#### What is being asked
List each line in the listing below that contains the word "bush". Case counts.

· · ·

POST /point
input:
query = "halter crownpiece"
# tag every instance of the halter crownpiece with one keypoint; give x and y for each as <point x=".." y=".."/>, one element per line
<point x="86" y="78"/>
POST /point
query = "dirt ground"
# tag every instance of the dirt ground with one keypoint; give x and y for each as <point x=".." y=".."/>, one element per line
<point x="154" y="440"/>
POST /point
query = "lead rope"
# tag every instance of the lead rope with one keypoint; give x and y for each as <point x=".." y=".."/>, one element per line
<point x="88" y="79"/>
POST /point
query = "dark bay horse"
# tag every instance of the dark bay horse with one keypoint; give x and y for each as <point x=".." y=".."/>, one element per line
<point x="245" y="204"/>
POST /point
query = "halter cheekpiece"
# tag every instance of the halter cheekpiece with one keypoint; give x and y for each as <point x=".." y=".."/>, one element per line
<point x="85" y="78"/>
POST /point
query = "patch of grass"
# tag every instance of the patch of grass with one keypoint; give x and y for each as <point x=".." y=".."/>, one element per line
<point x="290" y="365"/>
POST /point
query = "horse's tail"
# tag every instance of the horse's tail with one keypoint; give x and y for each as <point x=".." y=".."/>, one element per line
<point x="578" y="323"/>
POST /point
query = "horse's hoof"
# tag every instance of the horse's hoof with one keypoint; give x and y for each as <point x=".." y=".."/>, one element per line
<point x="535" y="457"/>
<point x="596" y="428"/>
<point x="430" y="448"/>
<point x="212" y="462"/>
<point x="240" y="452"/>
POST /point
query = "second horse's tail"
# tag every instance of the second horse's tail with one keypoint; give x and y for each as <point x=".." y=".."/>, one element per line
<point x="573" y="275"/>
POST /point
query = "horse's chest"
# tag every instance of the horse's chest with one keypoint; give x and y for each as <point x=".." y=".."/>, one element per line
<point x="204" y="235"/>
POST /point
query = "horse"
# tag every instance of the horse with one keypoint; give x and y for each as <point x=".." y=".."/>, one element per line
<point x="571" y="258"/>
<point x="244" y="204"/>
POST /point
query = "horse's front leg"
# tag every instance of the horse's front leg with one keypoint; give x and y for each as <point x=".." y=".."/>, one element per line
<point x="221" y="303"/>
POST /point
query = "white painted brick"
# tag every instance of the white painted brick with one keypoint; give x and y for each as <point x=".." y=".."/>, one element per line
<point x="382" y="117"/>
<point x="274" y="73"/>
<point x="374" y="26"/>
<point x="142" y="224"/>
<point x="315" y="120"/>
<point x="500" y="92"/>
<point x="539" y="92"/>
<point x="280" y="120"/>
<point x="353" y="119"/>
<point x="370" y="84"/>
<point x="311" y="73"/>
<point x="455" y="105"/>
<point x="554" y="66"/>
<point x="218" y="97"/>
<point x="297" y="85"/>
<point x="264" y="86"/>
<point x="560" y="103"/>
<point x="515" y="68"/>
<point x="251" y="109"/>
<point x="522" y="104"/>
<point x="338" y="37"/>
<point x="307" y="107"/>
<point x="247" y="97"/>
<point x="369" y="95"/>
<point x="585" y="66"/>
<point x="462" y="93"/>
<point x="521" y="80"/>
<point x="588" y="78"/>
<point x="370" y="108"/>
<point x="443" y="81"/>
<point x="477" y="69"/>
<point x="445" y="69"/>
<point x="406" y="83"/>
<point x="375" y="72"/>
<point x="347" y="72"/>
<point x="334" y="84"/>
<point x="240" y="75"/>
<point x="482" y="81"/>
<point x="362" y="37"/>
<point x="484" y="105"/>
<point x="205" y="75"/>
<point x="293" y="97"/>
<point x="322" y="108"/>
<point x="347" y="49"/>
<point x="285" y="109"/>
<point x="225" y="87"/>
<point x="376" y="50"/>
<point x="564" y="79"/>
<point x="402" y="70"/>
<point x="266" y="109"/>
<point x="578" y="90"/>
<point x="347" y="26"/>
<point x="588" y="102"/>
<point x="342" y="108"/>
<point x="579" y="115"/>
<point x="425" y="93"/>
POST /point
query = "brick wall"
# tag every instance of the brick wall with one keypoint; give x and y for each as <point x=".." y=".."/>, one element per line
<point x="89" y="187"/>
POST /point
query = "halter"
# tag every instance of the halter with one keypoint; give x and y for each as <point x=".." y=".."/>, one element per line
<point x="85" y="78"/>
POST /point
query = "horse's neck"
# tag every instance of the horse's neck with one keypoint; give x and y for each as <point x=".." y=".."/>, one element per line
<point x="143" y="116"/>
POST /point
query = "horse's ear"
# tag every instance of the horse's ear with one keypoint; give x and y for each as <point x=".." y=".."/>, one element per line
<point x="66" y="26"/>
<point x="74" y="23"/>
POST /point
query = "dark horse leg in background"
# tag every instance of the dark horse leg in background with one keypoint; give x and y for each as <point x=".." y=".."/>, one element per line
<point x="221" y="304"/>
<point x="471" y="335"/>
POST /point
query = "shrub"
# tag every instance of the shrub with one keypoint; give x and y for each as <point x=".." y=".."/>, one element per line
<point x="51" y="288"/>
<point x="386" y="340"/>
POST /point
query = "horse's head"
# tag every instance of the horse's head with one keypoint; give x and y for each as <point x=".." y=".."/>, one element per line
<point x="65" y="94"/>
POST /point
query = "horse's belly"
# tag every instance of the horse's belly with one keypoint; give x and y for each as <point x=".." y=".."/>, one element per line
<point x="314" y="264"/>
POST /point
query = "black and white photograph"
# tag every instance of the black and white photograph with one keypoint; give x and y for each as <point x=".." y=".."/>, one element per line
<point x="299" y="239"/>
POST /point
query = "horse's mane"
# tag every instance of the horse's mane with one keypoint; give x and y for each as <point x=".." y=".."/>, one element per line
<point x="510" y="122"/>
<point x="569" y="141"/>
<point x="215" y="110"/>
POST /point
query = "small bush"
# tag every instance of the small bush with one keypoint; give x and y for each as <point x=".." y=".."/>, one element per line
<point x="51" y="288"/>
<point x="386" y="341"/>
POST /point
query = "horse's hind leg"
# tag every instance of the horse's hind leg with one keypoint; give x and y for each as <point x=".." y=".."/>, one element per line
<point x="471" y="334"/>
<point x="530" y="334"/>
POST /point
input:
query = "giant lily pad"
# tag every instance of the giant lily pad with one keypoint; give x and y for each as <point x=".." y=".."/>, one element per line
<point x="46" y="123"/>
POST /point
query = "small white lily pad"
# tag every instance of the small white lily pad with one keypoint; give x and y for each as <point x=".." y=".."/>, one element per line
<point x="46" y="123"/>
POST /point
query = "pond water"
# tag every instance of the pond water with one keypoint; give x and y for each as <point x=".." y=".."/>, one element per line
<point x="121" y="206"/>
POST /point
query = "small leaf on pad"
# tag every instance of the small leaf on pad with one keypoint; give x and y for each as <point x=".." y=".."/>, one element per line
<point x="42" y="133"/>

· · ·

#### Correct answer
query = "small bush"
# tag every instance of the small bush with one keypoint; give x and y for each as <point x=".." y=".."/>, one element per line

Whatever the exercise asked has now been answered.